Reproduce the data starting with the line containing "Pin the blue ski pants" and going on through the end of the data, swapping every "agriculture field log" for "farm survey log" and leaving all else as is.

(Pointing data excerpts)
※

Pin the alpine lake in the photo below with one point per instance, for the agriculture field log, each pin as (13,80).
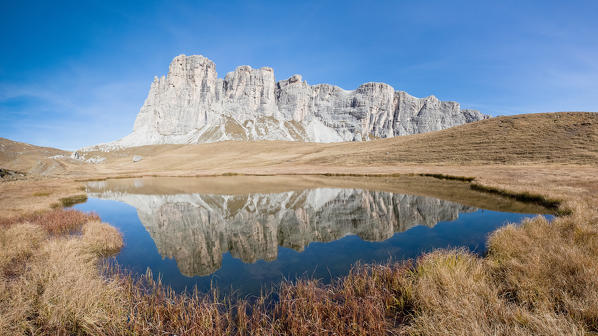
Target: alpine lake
(246,234)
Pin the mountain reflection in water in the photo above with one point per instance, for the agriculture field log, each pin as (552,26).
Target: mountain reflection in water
(196,230)
(246,233)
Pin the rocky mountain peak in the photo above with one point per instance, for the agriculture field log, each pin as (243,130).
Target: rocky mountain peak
(192,105)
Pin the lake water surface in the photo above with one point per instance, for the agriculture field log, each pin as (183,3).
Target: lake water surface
(244,234)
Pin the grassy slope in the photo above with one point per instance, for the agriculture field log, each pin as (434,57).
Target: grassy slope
(548,139)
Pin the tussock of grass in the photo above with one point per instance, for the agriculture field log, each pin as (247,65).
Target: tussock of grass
(549,266)
(523,197)
(57,221)
(51,285)
(453,293)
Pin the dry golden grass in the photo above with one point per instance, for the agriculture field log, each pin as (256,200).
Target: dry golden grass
(51,285)
(538,278)
(57,221)
(550,266)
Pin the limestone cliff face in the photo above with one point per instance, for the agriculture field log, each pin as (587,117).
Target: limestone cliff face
(192,105)
(197,229)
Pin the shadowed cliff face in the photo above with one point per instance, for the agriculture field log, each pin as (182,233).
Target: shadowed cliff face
(197,229)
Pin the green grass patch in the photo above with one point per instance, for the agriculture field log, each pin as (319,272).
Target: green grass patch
(66,202)
(450,177)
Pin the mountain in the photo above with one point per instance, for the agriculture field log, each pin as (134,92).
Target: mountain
(192,105)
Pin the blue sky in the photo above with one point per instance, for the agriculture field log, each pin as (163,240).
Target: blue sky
(76,73)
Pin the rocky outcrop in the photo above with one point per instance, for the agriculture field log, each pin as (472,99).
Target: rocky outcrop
(192,105)
(197,229)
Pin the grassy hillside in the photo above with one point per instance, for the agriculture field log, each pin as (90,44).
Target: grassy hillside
(31,159)
(547,138)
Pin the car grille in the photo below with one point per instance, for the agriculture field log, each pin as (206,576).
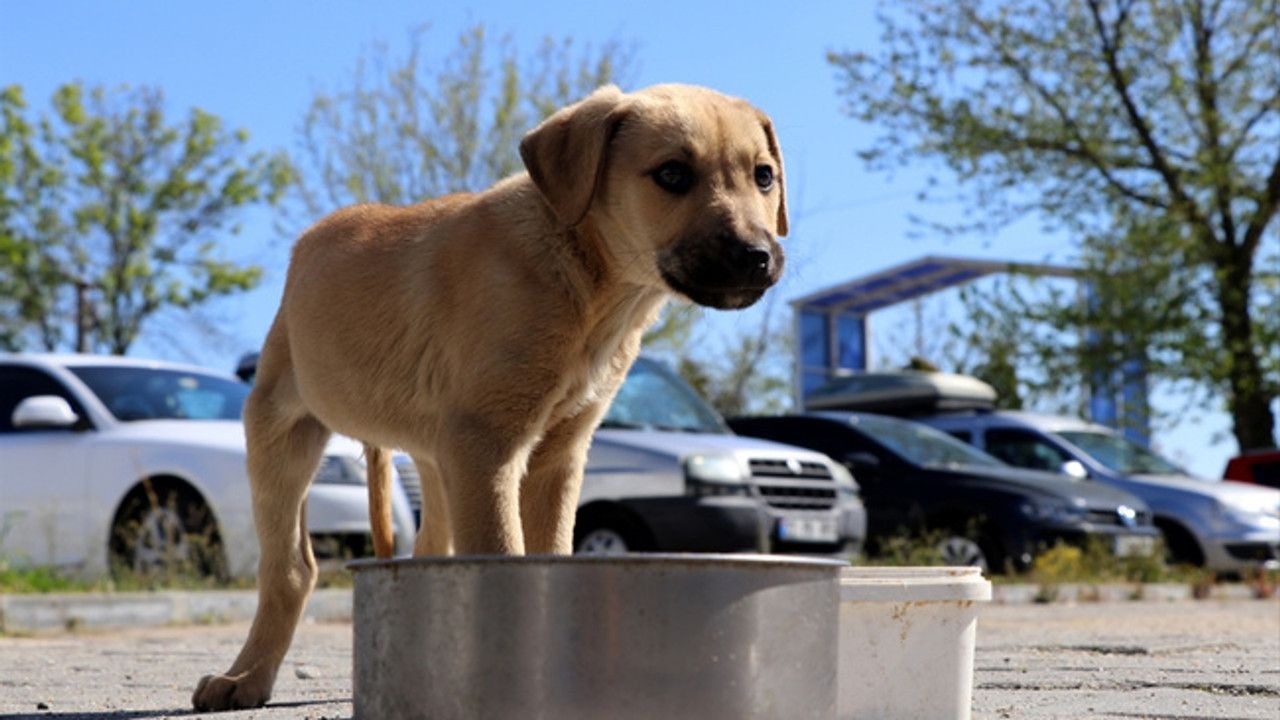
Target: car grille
(789,484)
(1110,516)
(411,482)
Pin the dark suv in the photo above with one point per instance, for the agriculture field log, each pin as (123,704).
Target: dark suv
(915,479)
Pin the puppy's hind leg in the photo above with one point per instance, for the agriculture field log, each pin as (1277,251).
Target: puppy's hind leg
(379,461)
(284,447)
(435,536)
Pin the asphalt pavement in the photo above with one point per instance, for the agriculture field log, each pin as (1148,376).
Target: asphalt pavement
(1170,660)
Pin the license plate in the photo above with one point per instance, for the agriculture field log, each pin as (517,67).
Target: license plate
(1134,545)
(808,529)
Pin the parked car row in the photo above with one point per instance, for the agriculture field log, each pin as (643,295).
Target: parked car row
(919,481)
(109,461)
(1221,525)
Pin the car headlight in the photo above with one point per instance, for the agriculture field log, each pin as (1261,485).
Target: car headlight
(1054,511)
(713,475)
(845,482)
(338,470)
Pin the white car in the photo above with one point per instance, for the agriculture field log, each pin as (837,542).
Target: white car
(113,461)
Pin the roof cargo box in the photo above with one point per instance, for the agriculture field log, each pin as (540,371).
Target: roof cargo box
(904,393)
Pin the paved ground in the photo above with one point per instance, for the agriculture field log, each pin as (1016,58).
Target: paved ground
(1164,660)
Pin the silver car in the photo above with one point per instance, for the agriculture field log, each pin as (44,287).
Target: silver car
(113,461)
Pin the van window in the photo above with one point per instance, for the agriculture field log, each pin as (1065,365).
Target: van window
(1024,449)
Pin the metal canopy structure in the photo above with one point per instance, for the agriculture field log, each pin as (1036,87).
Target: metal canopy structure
(914,279)
(832,335)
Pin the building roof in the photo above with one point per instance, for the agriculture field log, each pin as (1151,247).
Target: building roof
(914,279)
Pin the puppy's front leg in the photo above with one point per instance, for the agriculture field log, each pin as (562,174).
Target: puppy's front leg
(548,499)
(481,466)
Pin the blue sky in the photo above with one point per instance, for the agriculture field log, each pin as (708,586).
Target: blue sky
(257,64)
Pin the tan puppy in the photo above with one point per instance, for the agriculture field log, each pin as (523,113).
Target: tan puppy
(487,333)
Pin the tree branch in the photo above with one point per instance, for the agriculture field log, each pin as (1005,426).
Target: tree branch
(1110,44)
(1206,91)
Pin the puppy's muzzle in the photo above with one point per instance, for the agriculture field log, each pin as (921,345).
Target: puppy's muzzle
(726,272)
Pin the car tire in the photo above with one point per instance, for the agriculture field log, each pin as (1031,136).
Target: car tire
(1180,546)
(165,528)
(608,533)
(963,551)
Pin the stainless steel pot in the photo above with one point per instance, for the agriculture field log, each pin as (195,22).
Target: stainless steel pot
(650,637)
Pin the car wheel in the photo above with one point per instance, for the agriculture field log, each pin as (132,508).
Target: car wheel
(165,529)
(602,541)
(961,551)
(1180,546)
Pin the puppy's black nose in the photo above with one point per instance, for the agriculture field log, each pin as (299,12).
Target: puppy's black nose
(749,263)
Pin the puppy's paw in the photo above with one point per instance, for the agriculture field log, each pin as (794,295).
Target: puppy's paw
(229,692)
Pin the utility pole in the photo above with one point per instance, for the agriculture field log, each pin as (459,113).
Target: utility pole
(81,315)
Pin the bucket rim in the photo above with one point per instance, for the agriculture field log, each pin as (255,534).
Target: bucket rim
(632,559)
(914,584)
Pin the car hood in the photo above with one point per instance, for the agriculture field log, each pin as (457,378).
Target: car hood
(1083,493)
(227,436)
(679,445)
(1229,492)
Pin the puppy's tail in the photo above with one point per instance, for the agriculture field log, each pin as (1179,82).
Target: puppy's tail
(379,461)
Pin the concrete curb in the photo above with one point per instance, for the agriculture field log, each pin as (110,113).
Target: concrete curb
(54,613)
(59,613)
(1024,593)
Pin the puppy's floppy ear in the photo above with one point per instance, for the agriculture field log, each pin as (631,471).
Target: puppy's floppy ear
(566,154)
(776,150)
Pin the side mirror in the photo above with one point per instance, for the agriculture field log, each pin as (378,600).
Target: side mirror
(1075,469)
(48,411)
(863,463)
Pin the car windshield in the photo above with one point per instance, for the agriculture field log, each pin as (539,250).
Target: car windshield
(1120,454)
(147,393)
(922,445)
(653,397)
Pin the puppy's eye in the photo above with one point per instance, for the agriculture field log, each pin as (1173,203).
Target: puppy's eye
(675,177)
(764,177)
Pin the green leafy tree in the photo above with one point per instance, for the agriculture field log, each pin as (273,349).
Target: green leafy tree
(110,214)
(1107,118)
(420,126)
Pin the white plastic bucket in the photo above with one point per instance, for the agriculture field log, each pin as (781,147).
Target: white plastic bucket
(906,641)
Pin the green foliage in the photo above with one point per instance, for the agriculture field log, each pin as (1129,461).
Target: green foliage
(1150,128)
(110,214)
(420,126)
(744,373)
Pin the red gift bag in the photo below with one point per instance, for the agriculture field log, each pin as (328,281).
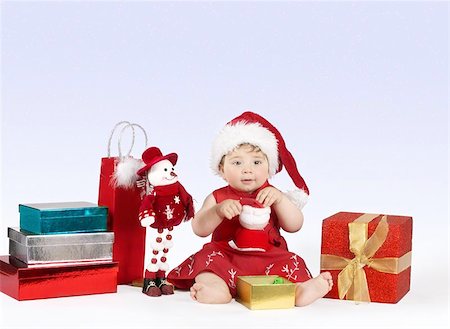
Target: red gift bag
(123,204)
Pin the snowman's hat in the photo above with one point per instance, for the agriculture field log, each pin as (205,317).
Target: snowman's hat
(153,155)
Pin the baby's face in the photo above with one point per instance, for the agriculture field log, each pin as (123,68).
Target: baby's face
(245,169)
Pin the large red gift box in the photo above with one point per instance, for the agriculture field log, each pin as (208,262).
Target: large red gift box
(368,255)
(25,283)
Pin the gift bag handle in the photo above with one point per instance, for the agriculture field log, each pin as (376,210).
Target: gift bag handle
(112,133)
(131,125)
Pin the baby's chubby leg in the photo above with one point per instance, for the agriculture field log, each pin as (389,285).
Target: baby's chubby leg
(308,291)
(209,288)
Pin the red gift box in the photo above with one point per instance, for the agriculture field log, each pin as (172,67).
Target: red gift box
(368,255)
(25,283)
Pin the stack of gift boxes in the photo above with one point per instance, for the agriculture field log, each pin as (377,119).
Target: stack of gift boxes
(61,249)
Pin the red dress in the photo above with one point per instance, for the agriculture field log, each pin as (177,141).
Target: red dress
(229,263)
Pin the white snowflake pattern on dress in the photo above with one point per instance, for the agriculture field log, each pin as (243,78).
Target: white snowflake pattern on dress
(232,280)
(211,255)
(191,265)
(178,269)
(290,271)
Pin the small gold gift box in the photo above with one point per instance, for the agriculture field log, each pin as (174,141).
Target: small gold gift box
(260,292)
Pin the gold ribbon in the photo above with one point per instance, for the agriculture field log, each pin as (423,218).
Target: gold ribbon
(352,281)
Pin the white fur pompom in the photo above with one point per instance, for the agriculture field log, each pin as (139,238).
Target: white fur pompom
(125,174)
(298,198)
(163,266)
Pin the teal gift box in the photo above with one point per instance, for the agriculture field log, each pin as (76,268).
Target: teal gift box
(63,217)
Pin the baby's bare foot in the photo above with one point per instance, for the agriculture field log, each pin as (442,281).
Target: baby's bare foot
(194,291)
(313,289)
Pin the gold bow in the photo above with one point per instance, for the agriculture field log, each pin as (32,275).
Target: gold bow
(352,281)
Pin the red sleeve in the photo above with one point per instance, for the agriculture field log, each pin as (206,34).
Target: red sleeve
(188,203)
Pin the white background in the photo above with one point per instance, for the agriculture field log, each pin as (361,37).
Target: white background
(358,90)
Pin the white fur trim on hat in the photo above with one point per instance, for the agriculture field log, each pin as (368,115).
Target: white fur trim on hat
(233,135)
(297,197)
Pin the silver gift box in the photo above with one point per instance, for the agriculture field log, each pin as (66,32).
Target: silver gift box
(33,248)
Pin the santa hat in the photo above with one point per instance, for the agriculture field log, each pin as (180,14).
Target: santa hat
(251,128)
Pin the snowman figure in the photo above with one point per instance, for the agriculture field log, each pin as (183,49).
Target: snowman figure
(252,234)
(165,205)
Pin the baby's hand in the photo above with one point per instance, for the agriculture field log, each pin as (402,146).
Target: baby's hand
(269,196)
(229,208)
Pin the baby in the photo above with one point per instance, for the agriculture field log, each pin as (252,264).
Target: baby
(246,153)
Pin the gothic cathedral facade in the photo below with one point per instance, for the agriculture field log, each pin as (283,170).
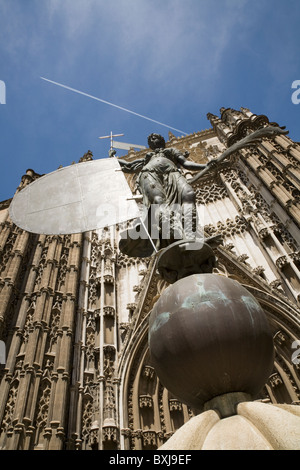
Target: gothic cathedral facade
(74,310)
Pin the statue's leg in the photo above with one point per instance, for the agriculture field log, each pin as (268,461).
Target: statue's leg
(189,212)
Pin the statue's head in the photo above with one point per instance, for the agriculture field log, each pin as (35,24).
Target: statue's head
(156,141)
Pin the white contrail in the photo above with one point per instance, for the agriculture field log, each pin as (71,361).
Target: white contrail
(111,104)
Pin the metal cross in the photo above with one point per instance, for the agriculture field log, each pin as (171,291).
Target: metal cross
(111,138)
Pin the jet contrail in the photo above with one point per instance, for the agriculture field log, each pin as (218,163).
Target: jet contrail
(111,104)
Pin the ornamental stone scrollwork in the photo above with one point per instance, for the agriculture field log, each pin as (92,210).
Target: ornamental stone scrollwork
(108,279)
(259,270)
(126,432)
(295,257)
(243,258)
(276,284)
(282,262)
(145,401)
(175,405)
(275,380)
(110,433)
(109,311)
(148,372)
(210,193)
(263,233)
(94,434)
(229,228)
(149,438)
(108,361)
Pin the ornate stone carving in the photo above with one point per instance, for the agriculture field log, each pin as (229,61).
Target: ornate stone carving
(145,401)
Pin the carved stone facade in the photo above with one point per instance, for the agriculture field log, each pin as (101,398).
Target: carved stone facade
(74,310)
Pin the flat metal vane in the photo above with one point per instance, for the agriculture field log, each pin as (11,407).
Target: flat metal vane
(78,198)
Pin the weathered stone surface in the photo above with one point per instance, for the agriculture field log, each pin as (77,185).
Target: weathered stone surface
(257,426)
(208,336)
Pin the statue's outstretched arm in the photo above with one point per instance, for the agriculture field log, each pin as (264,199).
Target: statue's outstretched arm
(187,164)
(131,167)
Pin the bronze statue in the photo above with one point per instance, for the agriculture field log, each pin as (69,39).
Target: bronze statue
(168,197)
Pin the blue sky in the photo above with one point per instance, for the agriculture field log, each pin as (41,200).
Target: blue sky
(170,60)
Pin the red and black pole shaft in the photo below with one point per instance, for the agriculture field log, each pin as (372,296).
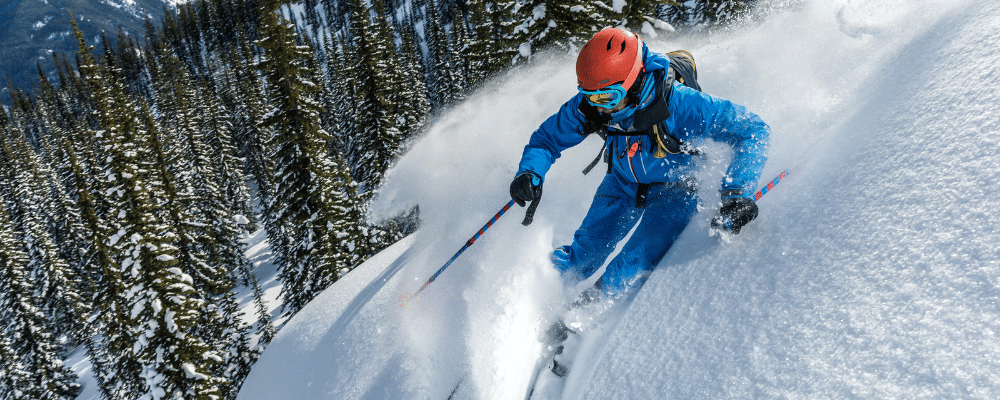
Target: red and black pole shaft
(770,185)
(467,244)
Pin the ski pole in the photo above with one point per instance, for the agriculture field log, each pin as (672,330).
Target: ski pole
(467,244)
(770,185)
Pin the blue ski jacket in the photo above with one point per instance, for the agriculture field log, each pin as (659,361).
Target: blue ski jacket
(694,117)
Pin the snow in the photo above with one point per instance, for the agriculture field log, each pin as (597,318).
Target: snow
(871,271)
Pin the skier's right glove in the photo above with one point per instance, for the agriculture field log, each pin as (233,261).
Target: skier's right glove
(735,213)
(526,187)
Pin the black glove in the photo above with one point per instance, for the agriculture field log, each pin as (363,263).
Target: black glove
(735,213)
(526,187)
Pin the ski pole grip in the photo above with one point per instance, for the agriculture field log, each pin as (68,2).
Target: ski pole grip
(529,214)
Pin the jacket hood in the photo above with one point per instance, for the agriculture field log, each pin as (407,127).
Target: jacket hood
(652,60)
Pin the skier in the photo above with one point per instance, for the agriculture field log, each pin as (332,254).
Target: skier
(649,109)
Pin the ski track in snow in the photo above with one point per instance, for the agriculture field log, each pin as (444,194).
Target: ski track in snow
(872,271)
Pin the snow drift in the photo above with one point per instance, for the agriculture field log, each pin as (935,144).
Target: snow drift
(872,271)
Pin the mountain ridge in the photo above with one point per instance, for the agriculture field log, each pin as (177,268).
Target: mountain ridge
(31,30)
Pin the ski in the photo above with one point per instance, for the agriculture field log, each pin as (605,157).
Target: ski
(547,368)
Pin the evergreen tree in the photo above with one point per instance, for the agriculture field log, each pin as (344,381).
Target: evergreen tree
(379,103)
(55,283)
(14,377)
(486,53)
(25,334)
(310,195)
(161,305)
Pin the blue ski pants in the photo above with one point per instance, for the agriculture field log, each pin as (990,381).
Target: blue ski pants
(612,215)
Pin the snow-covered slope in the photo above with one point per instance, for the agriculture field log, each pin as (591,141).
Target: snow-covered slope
(872,271)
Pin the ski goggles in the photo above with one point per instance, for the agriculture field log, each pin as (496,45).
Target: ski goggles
(606,97)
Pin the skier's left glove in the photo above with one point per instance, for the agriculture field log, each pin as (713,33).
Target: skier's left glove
(527,187)
(735,213)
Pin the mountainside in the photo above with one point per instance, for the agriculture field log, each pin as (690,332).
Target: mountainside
(870,273)
(30,30)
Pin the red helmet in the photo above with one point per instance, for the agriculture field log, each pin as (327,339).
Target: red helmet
(613,55)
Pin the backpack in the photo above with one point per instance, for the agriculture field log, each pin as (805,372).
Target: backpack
(650,120)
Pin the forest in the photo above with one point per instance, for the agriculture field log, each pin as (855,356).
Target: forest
(129,178)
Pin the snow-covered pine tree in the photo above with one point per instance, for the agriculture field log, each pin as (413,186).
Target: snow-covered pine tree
(412,60)
(14,377)
(66,225)
(563,24)
(379,104)
(719,11)
(55,283)
(25,332)
(342,71)
(308,199)
(446,84)
(160,304)
(459,46)
(485,53)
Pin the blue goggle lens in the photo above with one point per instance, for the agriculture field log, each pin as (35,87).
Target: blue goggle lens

※

▶ Written reply:
Pin the blue ski pants in the photo above with one point per instance, for the farm survey log, each pin as (990,381).
Target: blue ski pants
(612,215)
Pin the snow-covered slope in the photo above with one point per instance, for the farm survey log, each pin as (591,141).
Target: snow-covered slope
(872,271)
Pin the ski goggles in the photo above with one point per instance, for the farm survey log, each pin as (496,45).
Target: ski goggles
(606,97)
Pin the skier's left glove in the photo above with one point per instance, for the farm survey log, each pin as (713,33).
Target: skier's left glove
(527,187)
(735,213)
Pin the mountainside in the photo above with one point per instance, for the farm survey log, each pin as (690,332).
Target: mountainside
(870,273)
(30,30)
Pin the red helmet in the photo above with one point per instance, for the farm survey log, each pin as (327,339).
Target: red helmet
(613,55)
Pin the backpack in the photo above with one point per instance, for the farm survey log, each pin as (805,372).
Target: backpack
(650,120)
Pin the forest in the photo above with one point per instance, for the farm survey log, each pin as (855,356).
Target: forest
(129,178)
Pin the snow-covered pine tree in the photo above with one point per instance, for the farm survey log, each pin as (413,186).
Target: snow-covered pine tree
(412,60)
(14,377)
(66,225)
(563,24)
(379,104)
(719,11)
(55,283)
(25,332)
(342,71)
(308,199)
(446,84)
(160,304)
(459,46)
(485,53)
Pin the blue goggle lens in the photo above with one point per instance, for the farm survey log, each pin as (35,87).
Target: blue goggle lens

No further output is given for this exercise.